:: SET EXERCISE 1 ::
Transcribe the MBCS vs Unicode thread from "I see a lot" up to and including "in SBCS...so ANSI.".
:: SET EXERCISE 2 ::
In the reply in the MBCS vs Unicode thread, what does a given number of characters take with Unicode?

:: PAGE TEXT ::

╔══

2006-10-02 11:17:27 PM
cppbuilder62
Hi,
If i understood well MBCS is also used for eastern languages like
chinese, japanese and so on.... as UNICODE is.
So which one is the best format ?
I see a lot of applications developed with UNICODE.
What are the advantage of UNICODE vs MBCS ? (except 2 bytes characters
coding)
Till now i wrote applications only in SBCS...so ANSI.
thanks a lot,
Alain
 
 

Re:MBCS vs UNICODE

--== Alain ==-- < XXXX@XXXXX.COM >wrote:
Quote
What are the advantage of UNICODE vs MBCS ? (except 2 bytes characters
coding)
With Unicode, a given number of characters takes a predictable amount of
memory.
The usual advantage of Unicode is (simplifying a little) that algorithms
can be nice and simple. Take, for example, something that wants a
substring of the 104th to the 110th character, inclusive. With Unicode,
you just index to character 104, and copy it and the next 6 characters.

╚══

:: Photo-based point labeling data ::

╔══

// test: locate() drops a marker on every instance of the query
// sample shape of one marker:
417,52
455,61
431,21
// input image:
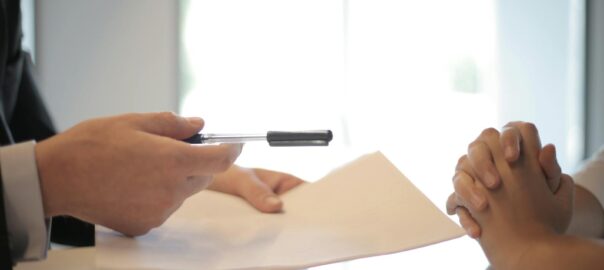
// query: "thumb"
169,124
566,191
565,197
550,167
261,196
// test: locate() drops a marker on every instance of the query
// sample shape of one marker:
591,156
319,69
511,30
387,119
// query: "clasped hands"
510,193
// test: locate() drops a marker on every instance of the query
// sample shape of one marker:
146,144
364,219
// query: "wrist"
52,197
512,250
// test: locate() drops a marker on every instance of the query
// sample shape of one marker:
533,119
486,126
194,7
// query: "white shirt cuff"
27,231
591,176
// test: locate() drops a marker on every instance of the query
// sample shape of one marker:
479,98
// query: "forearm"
561,252
588,216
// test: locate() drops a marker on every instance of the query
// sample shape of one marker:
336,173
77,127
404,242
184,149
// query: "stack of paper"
365,208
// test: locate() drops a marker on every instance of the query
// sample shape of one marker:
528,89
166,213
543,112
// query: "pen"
274,138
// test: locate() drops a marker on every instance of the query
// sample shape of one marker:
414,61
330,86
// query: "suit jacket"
24,117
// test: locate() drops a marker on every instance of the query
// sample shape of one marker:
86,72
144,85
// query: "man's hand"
478,165
523,210
258,187
128,172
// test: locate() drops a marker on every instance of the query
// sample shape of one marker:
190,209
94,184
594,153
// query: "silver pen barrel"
231,138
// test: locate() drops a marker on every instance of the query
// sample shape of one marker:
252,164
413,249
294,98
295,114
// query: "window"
417,80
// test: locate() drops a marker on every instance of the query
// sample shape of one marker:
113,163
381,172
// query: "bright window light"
414,79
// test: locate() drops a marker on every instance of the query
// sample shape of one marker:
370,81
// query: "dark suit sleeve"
6,261
31,121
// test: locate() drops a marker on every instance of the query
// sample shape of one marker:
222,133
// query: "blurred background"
417,80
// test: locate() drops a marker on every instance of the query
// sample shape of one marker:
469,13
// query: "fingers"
465,218
260,195
210,159
167,124
510,141
551,168
468,223
530,142
277,181
567,188
195,184
481,160
452,204
466,194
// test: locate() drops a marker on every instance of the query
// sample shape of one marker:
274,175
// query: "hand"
523,210
478,165
258,187
128,172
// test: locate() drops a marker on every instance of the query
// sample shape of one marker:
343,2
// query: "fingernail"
470,232
197,121
477,201
490,179
509,152
272,200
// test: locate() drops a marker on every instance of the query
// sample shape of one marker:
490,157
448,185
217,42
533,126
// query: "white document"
363,209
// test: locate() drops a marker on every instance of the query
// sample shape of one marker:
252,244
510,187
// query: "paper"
365,208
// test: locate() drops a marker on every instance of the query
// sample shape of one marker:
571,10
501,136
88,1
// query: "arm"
259,187
588,216
523,226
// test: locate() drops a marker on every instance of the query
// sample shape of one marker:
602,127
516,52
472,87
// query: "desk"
63,259
461,253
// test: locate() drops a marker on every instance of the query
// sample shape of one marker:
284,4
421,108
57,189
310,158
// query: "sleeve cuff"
591,176
27,230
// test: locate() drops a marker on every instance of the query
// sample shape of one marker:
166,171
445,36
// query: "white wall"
104,57
540,55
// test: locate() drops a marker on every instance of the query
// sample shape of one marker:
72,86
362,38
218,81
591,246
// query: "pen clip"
299,138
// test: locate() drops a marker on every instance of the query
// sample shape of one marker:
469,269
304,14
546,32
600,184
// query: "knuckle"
529,127
167,116
461,163
225,163
489,132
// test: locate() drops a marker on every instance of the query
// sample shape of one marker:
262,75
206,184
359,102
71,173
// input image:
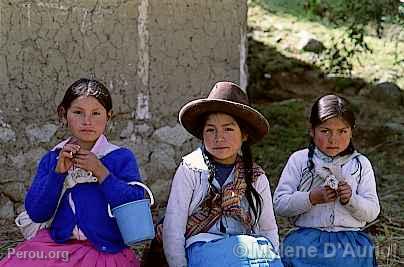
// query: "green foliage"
357,17
337,59
288,133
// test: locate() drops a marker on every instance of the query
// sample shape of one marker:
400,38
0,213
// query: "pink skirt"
42,251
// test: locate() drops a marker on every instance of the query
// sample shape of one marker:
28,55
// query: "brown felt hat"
225,97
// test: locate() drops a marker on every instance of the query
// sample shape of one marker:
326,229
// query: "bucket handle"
141,185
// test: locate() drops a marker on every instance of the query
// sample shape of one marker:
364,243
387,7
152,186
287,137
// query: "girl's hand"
66,156
86,160
159,234
344,191
322,194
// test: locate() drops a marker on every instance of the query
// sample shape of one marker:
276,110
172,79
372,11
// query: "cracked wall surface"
153,55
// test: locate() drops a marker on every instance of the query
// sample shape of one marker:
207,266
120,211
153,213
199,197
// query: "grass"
274,26
278,23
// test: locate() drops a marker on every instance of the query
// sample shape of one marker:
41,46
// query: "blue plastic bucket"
134,219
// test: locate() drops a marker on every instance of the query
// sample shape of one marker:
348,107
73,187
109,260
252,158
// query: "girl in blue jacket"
74,183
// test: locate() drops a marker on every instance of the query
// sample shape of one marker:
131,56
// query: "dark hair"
253,197
85,87
324,108
330,106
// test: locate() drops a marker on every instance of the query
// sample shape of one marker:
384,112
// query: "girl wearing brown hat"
220,211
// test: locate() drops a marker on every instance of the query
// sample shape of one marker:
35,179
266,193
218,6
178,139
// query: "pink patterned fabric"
42,251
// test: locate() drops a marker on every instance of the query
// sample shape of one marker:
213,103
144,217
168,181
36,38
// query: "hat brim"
254,122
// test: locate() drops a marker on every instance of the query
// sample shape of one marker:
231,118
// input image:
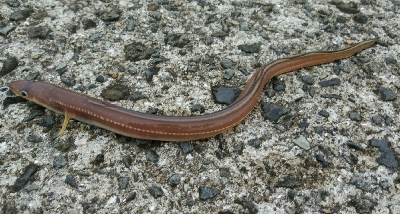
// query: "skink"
170,128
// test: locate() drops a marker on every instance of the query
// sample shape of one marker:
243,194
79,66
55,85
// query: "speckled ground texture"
335,149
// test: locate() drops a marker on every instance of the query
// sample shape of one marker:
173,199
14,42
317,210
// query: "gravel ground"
333,148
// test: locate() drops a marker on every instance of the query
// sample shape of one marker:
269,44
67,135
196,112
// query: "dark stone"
9,208
131,197
100,79
360,184
388,120
207,193
190,202
355,116
273,112
229,73
152,156
174,180
59,162
321,159
248,204
355,146
20,15
239,148
98,160
5,30
323,113
34,139
225,173
177,40
376,119
150,72
70,180
386,93
23,179
289,182
88,23
225,94
388,157
226,63
363,205
332,96
197,108
360,18
47,121
137,51
278,85
8,65
156,192
115,93
111,16
331,82
309,80
347,8
186,147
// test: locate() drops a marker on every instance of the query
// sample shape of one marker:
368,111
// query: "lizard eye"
24,93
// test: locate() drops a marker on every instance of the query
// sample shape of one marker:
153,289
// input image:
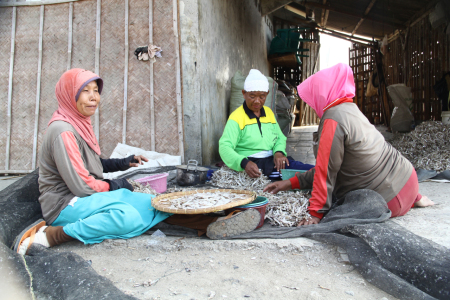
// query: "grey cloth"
55,275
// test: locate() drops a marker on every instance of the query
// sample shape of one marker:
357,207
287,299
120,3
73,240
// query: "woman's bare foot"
424,202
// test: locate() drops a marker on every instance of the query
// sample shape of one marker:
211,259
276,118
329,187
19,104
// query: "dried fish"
285,209
426,147
202,200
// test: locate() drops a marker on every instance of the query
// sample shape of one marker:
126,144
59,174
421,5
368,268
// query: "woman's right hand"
275,187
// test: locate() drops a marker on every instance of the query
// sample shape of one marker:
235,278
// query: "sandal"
236,223
28,232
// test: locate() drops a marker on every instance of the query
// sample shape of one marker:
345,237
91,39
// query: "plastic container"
445,117
289,173
259,204
158,182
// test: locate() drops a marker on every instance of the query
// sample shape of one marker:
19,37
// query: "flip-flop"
235,223
28,232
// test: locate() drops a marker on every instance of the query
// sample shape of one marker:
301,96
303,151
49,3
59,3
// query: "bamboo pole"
178,83
69,43
97,65
11,69
125,78
38,90
152,100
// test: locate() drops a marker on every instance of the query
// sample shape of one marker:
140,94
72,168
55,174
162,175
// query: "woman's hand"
280,161
139,159
275,187
252,170
311,220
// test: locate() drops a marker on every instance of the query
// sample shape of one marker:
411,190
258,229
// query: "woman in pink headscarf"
76,202
351,154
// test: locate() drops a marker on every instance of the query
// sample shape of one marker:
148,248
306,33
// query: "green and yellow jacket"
245,134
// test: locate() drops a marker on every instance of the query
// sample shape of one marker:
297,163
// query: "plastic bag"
401,118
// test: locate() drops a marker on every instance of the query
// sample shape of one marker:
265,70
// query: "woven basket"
164,207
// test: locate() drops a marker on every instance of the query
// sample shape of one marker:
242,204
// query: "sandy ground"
198,268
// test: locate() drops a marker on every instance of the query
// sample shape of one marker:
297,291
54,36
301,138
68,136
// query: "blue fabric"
119,214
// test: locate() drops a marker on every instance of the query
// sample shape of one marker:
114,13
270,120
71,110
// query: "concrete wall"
218,38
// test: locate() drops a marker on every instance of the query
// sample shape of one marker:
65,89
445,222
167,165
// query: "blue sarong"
119,214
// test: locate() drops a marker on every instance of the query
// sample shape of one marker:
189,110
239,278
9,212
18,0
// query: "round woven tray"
156,202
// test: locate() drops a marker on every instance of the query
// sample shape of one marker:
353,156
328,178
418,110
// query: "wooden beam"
38,89
269,6
152,99
366,12
11,70
97,65
343,11
178,81
125,80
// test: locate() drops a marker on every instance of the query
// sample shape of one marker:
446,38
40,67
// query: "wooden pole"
38,90
97,65
69,43
11,70
152,100
125,78
178,83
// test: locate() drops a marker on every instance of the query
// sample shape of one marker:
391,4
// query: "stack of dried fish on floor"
140,188
202,200
427,147
285,208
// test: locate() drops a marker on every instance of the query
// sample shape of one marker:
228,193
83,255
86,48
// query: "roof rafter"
366,12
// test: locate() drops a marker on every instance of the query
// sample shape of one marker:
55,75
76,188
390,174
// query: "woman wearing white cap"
252,139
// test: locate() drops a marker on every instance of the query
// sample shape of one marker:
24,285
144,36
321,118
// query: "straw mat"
156,202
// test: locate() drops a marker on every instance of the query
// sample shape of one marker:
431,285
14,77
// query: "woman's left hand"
280,161
139,158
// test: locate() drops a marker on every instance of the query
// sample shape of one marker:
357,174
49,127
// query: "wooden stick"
38,90
125,78
11,70
69,43
152,100
178,83
97,65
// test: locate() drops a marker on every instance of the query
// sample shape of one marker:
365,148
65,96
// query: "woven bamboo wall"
423,62
126,80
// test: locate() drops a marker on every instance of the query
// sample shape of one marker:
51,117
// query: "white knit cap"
256,82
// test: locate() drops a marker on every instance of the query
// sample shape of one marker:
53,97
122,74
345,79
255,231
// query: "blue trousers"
119,214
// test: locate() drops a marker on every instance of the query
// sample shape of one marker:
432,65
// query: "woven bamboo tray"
156,202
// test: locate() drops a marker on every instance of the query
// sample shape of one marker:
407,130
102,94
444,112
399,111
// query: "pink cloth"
67,91
326,86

╚══

:: CORRECT OUTPUT 1 ::
I see a lot of applications developed with UNICODE.
What are the advantage of UNICODE vs MBCS ? (except 2 bytes characters
coding)
Till now i wrote applications only in SBCS...so ANSI.

:: CORRECT OUTPUT 2 ::
A predictable amount of memory.